## COMPLETE THE FOLLOWING:
1: Quote the excerpt's text between "After mentioning the" and "their country ?", inclusive.
2: List every sentence in the excerpt that ends with a question mark.
3: For each statement, say whether the excerpt agrees with it, and quote the words that decide it: (a) Cherif Kouachi met his "garage imam" in prison. (b) The writer treats the religious angle as the main cause of the attacks. (c) The writer describes assimilation as a one-way street.

## EXCERPT:
-*-*-

Naturally, I defend your right to propagandize in this fashion, gallant figure that I am.

After mentioning the various limitations on free speech in the US, you then turn around and declare “absolutism”, because those limitations don’t count for some reason. If you meant that the US is absolutist on the very narrow subset of free-speech law that is hate speech, that’s one thing…but that’s not what you wrote.

One rant at a time, please.

Assimilation is a two-way street.

It has **everything **to do with it. Don’t you think that, had the Kouachi brothers or the Coulibaly kid been happy, equal, productive members of an equal-opportunity society ; rather than having to decide what they wanted to do with their lives, a hard choice between scrubbing toilets or dealing coke ; that they would have turned to fundamentalism in the first place ? Would they have felt such hatred towards the institutions of their country ?
“They were lunatics” doesn’t explain shit. What, they were born terrorists ? Please.

From where I stand, the religious angle really is a red herring. They didn’t want to know about Islam, and they didn’t even care about the prophet that they purportedly avenged (their own “garage imam”, whom Cherif Kouachi had met in prison, said as much - that Cherif was only interested in and always talking about “the struggle”, but wasn’t interested in hearing about the religion itself). They attacked symbols of a country that told them, every day and in a myriad little ways : “Fuck you. Fuck you hard. Fuck you long. Fuck you raw. No but seriously, fuck you.”

Islam isn’t what made them do it. Islam was their flagpole, the thing they turned to to feel like they were part of something bigger than themselves, like others felt what they felt, and had the power to do something about it. The thing that scares and angers Frenchmen, too.

-*-*-

## Referring-expression pointing data:
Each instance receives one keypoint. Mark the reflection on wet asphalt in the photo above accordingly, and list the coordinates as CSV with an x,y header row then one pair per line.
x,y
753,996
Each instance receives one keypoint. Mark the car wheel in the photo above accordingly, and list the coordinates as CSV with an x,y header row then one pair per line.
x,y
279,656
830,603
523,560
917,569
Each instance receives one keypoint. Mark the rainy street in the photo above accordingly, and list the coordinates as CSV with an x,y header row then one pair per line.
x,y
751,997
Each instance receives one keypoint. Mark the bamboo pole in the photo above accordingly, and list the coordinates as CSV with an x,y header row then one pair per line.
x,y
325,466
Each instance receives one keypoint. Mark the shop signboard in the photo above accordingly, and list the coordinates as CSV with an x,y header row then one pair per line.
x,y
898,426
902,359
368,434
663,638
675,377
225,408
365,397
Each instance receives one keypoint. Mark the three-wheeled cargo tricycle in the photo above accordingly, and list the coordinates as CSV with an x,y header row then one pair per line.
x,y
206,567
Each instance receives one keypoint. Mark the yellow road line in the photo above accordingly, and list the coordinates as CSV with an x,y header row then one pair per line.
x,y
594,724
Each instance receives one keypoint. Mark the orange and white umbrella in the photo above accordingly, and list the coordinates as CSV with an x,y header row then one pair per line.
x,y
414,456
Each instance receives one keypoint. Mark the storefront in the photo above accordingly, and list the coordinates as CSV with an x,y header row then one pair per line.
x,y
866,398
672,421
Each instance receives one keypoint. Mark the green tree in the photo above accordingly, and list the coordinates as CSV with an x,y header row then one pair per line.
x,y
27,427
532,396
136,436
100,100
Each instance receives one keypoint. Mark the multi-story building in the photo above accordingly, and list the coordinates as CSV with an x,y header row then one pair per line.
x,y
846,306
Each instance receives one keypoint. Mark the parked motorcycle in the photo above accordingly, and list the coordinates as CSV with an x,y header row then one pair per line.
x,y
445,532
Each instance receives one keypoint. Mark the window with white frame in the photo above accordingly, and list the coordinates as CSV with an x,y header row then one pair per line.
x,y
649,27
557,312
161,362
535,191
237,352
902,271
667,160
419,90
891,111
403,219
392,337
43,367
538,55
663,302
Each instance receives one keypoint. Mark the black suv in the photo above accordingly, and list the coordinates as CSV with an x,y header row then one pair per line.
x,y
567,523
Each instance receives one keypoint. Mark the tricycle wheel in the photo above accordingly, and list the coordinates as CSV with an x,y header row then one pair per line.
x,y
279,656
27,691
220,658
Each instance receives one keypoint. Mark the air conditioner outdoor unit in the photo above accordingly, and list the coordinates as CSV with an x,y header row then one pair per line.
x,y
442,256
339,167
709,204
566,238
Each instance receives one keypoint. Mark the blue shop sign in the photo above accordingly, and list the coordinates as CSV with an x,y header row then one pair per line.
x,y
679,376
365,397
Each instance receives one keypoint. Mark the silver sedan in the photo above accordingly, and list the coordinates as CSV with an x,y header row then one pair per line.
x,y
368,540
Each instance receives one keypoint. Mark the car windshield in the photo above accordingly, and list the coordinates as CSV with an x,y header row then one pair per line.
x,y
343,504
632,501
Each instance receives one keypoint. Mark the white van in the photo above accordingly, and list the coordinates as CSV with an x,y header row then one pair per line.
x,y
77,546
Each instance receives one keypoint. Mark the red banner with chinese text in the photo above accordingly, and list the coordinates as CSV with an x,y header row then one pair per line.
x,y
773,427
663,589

-*-*-

## SOLUTIONS IN ORDER:
1:
After mentioning the various limitations on free speech in the US, you then turn around and declare “absolutism”, because those limitations don’t count for some reason. If you meant that the US is absolutist on the very narrow subset of free-speech law that is hate speech, that’s one thing…but that’s not what you wrote.

One rant at a time, please.

Assimilation is a two-way street.

It has **everything **to do with it. Don’t you think that, had the Kouachi brothers or the Coulibaly kid been happy, equal, productive members of an equal-opportunity society ; rather than having to decide what they wanted to do with their lives, a hard choice between scrubbing toilets or dealing coke ; that they would have turned to fundamentalism in the first place ? Would they have felt such hatred towards the institutions of their country ?

2:
- "Don’t you think that, had the Kouachi brothers or the Coulibaly kid been happy, equal, productive members of an equal-opportunity society ; rather than having to decide what they wanted to do with their lives, a hard choice between scrubbing toilets or dealing coke ; that they would have turned to fundamentalism in the first place ?"
- "Would they have felt such hatred towards the institutions of their country ?"
- "What, they were born terrorists ?"

3:
(a) Yes: "whom Cherif Kouachi had met in prison"
(b) No: "the religious angle really is a red herring"
(c) No: "Assimilation is a two-way street."